Stored items -
+--

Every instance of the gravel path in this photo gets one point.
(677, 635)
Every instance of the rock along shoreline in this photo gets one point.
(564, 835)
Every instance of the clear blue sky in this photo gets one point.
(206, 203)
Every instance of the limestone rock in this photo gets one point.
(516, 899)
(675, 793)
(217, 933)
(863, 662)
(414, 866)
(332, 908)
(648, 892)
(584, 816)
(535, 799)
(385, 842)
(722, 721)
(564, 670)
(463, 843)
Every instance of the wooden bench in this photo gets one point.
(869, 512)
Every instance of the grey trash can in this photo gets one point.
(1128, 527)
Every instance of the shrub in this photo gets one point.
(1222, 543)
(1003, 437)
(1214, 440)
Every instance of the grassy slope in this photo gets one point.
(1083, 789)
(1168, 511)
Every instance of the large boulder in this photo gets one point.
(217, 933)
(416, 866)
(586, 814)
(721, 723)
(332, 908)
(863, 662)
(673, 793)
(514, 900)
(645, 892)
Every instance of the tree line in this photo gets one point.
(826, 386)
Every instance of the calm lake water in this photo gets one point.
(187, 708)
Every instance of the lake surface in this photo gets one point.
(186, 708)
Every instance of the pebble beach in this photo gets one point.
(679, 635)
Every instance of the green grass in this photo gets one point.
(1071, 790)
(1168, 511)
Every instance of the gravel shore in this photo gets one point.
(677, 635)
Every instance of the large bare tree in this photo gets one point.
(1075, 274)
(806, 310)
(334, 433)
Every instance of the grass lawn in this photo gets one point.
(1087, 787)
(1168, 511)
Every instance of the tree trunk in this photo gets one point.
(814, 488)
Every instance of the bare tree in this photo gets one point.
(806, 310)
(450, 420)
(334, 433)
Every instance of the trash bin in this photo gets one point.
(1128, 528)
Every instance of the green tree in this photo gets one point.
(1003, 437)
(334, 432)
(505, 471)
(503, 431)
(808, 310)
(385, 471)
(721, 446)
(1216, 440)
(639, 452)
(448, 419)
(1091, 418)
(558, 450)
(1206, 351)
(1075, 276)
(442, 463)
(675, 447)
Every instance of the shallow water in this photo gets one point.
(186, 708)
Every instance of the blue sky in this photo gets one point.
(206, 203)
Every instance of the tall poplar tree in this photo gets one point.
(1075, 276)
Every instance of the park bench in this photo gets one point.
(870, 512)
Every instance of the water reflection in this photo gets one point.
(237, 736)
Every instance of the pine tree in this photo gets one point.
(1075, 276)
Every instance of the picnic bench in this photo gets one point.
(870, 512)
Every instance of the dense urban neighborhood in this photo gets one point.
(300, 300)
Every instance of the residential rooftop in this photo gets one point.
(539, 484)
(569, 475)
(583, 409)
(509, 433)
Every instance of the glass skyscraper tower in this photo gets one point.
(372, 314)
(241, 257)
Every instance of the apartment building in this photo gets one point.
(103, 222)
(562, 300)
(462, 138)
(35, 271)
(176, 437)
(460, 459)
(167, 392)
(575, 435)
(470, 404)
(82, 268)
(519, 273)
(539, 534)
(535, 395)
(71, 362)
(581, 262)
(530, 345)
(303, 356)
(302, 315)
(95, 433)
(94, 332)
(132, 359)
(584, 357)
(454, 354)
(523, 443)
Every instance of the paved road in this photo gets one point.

+--

Exercise instructions -
Could you repeat every record above exactly as it appears?

Exercise answer -
Every instance of the gravel path in this photo gets one point.
(677, 635)
Every instance of the rock along shoreline in this photo gets one point.
(564, 835)
Every instance of the clear blue sky in this photo gets one point.
(206, 203)
Every instance of the limestone rock in this photo gets one point.
(516, 899)
(675, 793)
(217, 933)
(863, 662)
(414, 866)
(332, 908)
(648, 892)
(584, 816)
(535, 799)
(385, 842)
(722, 721)
(564, 670)
(463, 843)
Every instance of the wooden bench in this photo gets one point.
(869, 512)
Every instance of the grey trash can in this photo gets one point.
(1128, 527)
Every instance of the shrub in this photo gets one point.
(1222, 543)
(1003, 437)
(1214, 440)
Every instance of the grassy slope in this photo gets one point.
(1083, 789)
(1168, 511)
Every instance of the large boulder in this photo gets one point.
(217, 933)
(416, 866)
(586, 814)
(721, 723)
(332, 908)
(863, 662)
(673, 793)
(514, 900)
(645, 892)
Every instance of the tree line in this photo gets one point.
(826, 386)
Every instance of the calm lake water in this photo gets one point.
(187, 708)
Every instance of the lake surface in this photo gets one point.
(186, 708)
Every instance of the pebble beach in this photo gets one point.
(679, 635)
Every instance of the green grass in this photo gets one point.
(1071, 790)
(1168, 511)
Every instance of the gravel shore in this photo gets one point.
(677, 635)
Every instance of the large bare tree in this photo gets one point.
(1075, 274)
(806, 310)
(334, 433)
Every instance of the grass lawn in this photo gets one point.
(1087, 787)
(1168, 511)
Every instance of the tree trunk in this photo gets one point.
(814, 488)
Every instance of the bare tree in this photo gets one point.
(806, 310)
(450, 420)
(334, 433)
Every instance of the trash bin in this photo gets one point.
(1128, 528)
Every instance of the green tree in this photo gets one point.
(1003, 437)
(334, 432)
(505, 471)
(503, 431)
(808, 310)
(385, 471)
(721, 446)
(1216, 440)
(639, 452)
(448, 419)
(1091, 418)
(558, 450)
(1206, 351)
(1075, 276)
(442, 463)
(675, 447)
Every instance of the shallow water in this photo gets one point.
(186, 708)
Every instance of the blue sky in this photo gets one point.
(206, 203)
Every instance of the tall poplar tree in this photo gets one point.
(1075, 276)
Every instance of the park bench in this photo gets one point.
(870, 512)
Every instance of the water reflection in this photo gets one point.
(237, 736)
Every instance of the pine tree in this photo gets one point.
(1075, 276)
Every instance of the picnic bench in this photo gets one point.
(870, 512)
Every instance of the dense urban neighborhood in this photo gets one point.
(300, 300)
Every instance of the residential rooftop in this photo gets one point.
(539, 484)
(569, 475)
(583, 409)
(509, 433)
Every instance of the glass skyscraper tower in this photo gets one point.
(372, 314)
(241, 257)
Every instance of the apartment building in this photo gets one point.
(103, 222)
(562, 300)
(462, 138)
(35, 271)
(176, 437)
(460, 459)
(167, 392)
(575, 435)
(470, 404)
(82, 268)
(519, 273)
(539, 534)
(535, 395)
(71, 362)
(581, 262)
(530, 345)
(303, 356)
(302, 315)
(95, 433)
(94, 332)
(132, 359)
(584, 357)
(454, 354)
(523, 443)
Every instance of the paved road in this photo gets one point.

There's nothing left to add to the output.